• To-do list:
a: Copy out everything from "Any particular solution" down to "where $$k_1 = 1$$, $$k_2 = -1$$." in the notes on inhomogeneous second-order differential equations, and swap "particular integral" for "specific integral".
b: According to the notes on inhomogeneous second-order differential equations, what is the general solution of the associated homogeneous equation called?

• Selected extract:
# MST210/Unit 1/Book A/Inhomogeneous Second-Order Differential Equations

This section is concerned with finding solutions to inhomogeneous second-order differential equations. These are equations of the form

$a \frac{d^2y}{dx^2} + b \frac{dy}{dx} + cy = f(x)$

where $$a \neq 0$$, and $$f(x)$$ is a given continuous real-valued function.

# General Method of Solution

Let

$a \frac{d^2y}{dx^2} + b \frac{dy}{dx} + cy = f(x)$

be an inhomogeneous linear constast-coefficient second-order differential equation.

Its associated homogeneous equation is

$a \frac{d^2y}{dx^2} + b \frac{dy}{dx} + cy = 0$

The general solution $$y_c$$ of the associated homogeneous equation is known as the complementary function for the original equation.

Any particular solution $$y_p$$ of the original inhomogeneous equation is referred to as a particular integral for that equation.

Exercise 23

The Principle of Superposition states that if we have two particular solutions $$y_{p1}$$, $$y_{p2}$$, then $$y = k_1 y_{p1} + k_2 y_{p2}$$ is also a solution. Hence $$y = y_{p1} - y_{p2}$$ is a solution, where $$k_1 = 1$$, $$k_2 = -1$$.

Exercise 24
1. The associated homogeneous equation is $\frac{d^2 y}{dx^2} + 4y = 0$

The auxiliary equation for this homogeneous equation is $\lambda^2 + 4 = 0$

As seen in Exercise 21, the solutions are a pair of complex conjugate roots, $$\lambda_{1,2} = \pm 2i$$. Following Procedure 5, the general solution is

$y_c = C \cos 2 x + D \sin 2 x$ where $$C$$ and $$D$$ are arbitrary constants.

• Supplied data:

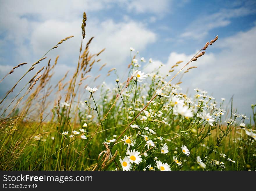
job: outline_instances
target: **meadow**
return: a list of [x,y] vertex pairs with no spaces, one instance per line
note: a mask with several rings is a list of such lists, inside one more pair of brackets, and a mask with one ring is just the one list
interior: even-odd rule
[[[112,79],[112,89],[104,82],[94,87],[90,83],[99,76],[90,72],[104,49],[90,51],[93,38],[86,39],[86,20],[84,13],[77,67],[70,79],[67,72],[53,84],[58,57],[53,62],[45,56],[72,36],[30,66],[1,99],[1,170],[256,170],[256,104],[252,103],[251,115],[246,116],[232,102],[226,109],[225,99],[216,100],[208,94],[210,90],[193,87],[190,97],[182,93],[182,81],[173,83],[179,74],[186,80],[186,73],[197,69],[191,65],[221,40],[218,36],[190,60],[174,63],[167,75],[159,69],[143,72],[154,63],[131,47],[126,80]],[[35,71],[39,64],[41,68]],[[14,67],[0,83],[29,65]],[[113,68],[105,75],[118,72]],[[21,87],[29,72],[35,75]],[[6,103],[15,88],[19,93]],[[85,92],[90,95],[86,100],[81,98]]]

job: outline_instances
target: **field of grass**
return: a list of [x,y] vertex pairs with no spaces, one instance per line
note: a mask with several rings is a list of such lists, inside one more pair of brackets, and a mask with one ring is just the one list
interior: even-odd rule
[[[112,89],[104,83],[90,87],[88,74],[104,49],[89,51],[93,38],[83,47],[86,20],[84,13],[77,69],[70,80],[66,80],[66,73],[57,84],[51,83],[58,57],[34,71],[36,65],[45,61],[47,52],[1,99],[1,170],[256,170],[256,104],[248,117],[239,108],[234,111],[232,103],[225,110],[224,98],[216,100],[195,87],[194,95],[189,97],[182,93],[182,82],[172,83],[178,74],[185,75],[196,67],[191,63],[210,51],[218,36],[188,63],[174,63],[164,76],[159,70],[144,72],[151,61],[141,67],[143,58],[137,58],[131,48],[127,50],[131,62],[124,66],[126,80],[113,79]],[[49,51],[65,46],[72,37]],[[181,65],[181,70],[175,69]],[[0,83],[28,65],[14,67]],[[18,84],[29,72],[34,76],[21,87]],[[15,88],[20,93],[6,103]],[[85,93],[90,96],[81,100]]]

• Answers given:
a:
Any particular solution $$y_p$$ of the original inhomogeneous equation is referred to as a specific integral for that equation.

Exercise 23

The Principle of Superposition states that if we have two particular solutions $$y_{p1}$$, $$y_{p2}$$, then $$y = k_1 y_{p1} + k_2 y_{p2}$$ is also a solution. Hence $$y = y_{p1} - y_{p2}$$ is a solution, where $$k_1 = 1$$, $$k_2 = -1$$.

b: The complementary function for the original equation.